Data for this exercise:

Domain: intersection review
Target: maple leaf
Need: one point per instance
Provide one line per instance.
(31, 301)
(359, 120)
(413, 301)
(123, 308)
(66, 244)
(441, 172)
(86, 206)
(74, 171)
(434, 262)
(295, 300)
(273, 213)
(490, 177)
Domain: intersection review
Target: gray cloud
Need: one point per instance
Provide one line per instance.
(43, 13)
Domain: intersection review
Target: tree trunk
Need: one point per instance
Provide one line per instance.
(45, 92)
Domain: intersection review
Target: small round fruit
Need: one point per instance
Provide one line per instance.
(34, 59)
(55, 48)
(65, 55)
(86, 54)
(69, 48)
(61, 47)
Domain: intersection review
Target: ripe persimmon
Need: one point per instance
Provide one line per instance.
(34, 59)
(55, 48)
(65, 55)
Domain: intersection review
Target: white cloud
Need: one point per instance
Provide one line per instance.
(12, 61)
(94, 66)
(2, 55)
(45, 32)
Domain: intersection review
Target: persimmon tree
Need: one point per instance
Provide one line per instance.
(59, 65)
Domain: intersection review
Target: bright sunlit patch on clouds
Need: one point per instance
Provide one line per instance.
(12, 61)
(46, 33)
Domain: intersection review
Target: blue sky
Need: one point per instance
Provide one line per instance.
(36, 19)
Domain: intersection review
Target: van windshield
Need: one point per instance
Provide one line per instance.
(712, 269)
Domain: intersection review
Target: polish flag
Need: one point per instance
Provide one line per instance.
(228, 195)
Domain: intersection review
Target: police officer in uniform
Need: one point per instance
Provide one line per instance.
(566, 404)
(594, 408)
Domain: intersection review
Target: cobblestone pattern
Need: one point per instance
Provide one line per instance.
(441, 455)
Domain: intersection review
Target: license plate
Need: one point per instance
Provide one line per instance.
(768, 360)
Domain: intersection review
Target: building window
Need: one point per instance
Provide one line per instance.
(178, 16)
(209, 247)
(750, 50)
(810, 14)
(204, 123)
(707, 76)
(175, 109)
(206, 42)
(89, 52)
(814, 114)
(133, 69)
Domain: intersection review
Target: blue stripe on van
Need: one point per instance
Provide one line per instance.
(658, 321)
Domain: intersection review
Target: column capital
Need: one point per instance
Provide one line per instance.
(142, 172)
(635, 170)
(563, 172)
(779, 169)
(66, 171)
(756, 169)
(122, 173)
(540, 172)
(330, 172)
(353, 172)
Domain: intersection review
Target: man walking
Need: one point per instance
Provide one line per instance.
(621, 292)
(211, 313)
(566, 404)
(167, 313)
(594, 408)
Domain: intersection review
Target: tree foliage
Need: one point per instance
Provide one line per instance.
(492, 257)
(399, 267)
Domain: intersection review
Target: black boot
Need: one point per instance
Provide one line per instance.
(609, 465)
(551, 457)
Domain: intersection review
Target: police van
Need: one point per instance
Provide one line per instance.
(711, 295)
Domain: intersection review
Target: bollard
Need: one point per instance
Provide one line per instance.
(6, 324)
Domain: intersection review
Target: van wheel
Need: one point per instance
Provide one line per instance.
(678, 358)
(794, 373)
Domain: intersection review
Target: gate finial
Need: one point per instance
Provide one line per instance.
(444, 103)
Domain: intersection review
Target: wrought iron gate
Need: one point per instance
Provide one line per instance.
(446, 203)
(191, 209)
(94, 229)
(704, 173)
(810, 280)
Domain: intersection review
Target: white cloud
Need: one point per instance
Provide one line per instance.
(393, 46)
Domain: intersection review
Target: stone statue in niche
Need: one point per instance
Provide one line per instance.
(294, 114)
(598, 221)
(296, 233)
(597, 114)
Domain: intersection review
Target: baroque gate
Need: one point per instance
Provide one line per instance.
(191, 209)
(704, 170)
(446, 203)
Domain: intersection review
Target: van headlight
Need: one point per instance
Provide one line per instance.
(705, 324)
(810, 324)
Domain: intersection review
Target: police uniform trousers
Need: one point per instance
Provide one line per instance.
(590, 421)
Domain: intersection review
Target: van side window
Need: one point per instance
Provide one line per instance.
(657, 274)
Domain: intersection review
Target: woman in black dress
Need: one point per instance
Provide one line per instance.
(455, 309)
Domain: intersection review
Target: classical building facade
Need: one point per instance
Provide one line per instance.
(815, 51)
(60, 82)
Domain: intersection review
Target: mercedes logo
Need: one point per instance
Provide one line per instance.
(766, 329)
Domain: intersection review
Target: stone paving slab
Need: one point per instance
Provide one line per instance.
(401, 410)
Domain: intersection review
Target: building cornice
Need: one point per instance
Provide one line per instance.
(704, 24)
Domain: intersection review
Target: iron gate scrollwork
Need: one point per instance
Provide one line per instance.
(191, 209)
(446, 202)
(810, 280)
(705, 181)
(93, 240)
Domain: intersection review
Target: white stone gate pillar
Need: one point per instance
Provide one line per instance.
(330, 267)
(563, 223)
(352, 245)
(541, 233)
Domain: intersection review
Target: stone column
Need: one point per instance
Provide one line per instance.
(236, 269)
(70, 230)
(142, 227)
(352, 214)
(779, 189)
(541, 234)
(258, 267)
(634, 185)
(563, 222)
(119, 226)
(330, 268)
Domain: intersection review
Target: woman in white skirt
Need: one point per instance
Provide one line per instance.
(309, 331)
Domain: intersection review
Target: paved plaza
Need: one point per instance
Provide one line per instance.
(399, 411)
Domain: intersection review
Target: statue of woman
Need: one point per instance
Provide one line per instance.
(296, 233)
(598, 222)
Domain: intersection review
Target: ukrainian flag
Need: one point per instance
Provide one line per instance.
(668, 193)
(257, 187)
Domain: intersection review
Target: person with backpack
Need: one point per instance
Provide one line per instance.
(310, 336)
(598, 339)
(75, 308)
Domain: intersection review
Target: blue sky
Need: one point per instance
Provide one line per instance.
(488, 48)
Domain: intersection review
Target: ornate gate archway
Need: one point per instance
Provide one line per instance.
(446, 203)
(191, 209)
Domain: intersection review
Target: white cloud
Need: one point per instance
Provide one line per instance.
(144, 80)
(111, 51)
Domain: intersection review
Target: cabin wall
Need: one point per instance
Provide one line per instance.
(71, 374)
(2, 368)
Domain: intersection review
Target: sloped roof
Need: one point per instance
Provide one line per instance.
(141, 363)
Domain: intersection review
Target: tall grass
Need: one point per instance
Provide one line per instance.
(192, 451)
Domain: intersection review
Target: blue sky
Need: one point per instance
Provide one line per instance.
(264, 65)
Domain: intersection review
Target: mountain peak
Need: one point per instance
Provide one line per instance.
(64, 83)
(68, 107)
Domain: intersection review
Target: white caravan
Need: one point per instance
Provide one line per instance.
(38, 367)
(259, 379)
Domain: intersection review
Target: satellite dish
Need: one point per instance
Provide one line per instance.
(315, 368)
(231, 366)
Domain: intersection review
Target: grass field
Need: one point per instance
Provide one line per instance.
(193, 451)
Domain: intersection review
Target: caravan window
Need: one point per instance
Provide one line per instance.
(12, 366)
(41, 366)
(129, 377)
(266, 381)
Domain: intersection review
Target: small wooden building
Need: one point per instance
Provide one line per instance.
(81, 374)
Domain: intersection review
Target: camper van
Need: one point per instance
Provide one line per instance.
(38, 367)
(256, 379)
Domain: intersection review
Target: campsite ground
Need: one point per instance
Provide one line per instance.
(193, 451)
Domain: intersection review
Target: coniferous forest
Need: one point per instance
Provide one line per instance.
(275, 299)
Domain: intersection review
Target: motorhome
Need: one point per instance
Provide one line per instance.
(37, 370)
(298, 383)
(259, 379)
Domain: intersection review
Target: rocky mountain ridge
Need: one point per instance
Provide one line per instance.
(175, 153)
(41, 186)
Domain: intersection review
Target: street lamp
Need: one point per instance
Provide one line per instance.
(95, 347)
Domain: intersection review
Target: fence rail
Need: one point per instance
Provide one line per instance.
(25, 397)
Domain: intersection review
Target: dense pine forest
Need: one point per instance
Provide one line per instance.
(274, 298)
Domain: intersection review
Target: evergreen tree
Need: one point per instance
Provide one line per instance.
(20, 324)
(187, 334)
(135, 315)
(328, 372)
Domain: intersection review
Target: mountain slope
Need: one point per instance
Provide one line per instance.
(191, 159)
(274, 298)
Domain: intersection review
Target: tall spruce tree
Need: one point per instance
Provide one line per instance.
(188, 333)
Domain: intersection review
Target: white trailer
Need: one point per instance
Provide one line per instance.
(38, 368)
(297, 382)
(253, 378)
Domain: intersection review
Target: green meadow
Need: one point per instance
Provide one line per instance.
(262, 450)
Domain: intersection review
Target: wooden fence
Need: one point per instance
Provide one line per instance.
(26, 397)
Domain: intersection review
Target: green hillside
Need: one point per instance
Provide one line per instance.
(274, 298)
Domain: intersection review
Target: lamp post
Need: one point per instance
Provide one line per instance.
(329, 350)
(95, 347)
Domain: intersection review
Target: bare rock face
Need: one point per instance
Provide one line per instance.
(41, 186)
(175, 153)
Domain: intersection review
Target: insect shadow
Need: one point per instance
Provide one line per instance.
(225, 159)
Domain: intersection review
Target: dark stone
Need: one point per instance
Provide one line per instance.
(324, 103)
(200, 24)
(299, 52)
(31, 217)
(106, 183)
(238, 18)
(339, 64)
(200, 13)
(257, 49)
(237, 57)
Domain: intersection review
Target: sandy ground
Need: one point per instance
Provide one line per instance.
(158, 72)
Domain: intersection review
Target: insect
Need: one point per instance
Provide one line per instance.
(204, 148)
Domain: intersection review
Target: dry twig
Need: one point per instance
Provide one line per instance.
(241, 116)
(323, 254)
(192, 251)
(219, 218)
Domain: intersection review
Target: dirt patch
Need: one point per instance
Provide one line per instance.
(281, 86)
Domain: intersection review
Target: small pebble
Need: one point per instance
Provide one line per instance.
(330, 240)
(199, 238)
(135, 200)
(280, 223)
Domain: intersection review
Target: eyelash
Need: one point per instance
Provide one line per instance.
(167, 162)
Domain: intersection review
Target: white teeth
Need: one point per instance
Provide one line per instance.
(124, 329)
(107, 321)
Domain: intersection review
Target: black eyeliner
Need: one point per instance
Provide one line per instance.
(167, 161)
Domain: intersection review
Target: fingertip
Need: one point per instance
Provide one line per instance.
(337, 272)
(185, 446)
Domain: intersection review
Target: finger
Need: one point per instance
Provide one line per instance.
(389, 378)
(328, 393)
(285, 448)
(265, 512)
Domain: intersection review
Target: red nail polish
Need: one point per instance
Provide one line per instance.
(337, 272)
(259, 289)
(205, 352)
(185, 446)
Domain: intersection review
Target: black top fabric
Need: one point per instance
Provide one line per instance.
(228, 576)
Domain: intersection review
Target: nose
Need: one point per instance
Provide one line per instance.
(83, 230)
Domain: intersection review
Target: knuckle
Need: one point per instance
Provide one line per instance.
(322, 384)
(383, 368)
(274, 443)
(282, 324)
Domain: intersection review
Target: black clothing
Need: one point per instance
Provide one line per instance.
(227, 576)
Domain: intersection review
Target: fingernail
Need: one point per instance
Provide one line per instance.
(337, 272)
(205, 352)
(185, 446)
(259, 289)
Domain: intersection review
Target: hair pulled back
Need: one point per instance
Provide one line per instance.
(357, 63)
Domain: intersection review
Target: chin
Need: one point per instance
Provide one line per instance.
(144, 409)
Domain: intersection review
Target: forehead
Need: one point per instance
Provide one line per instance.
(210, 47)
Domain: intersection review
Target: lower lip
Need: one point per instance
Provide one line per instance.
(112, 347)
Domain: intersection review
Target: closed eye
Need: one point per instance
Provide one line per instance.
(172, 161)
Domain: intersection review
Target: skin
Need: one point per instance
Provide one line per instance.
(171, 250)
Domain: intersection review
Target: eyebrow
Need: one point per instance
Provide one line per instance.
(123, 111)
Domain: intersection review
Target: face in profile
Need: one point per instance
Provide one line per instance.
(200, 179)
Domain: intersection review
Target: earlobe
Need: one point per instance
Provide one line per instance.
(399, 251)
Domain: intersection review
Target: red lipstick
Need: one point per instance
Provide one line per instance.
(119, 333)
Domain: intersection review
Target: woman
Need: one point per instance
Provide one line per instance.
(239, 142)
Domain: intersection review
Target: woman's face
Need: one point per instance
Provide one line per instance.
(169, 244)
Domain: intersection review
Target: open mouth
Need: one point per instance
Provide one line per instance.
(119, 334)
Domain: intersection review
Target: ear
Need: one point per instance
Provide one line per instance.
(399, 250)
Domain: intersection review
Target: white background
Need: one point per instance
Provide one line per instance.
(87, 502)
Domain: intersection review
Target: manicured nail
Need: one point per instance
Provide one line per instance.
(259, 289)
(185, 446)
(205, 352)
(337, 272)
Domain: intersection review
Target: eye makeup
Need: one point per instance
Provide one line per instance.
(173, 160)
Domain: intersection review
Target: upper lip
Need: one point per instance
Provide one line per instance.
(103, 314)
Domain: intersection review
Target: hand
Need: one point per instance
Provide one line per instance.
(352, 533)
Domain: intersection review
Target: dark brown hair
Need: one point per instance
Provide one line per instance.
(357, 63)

Requirements:
Extract every line of the material above that contains the word "insect", matching case exactly.

Solution for this exercise:
Target: insect shadow
Target: insect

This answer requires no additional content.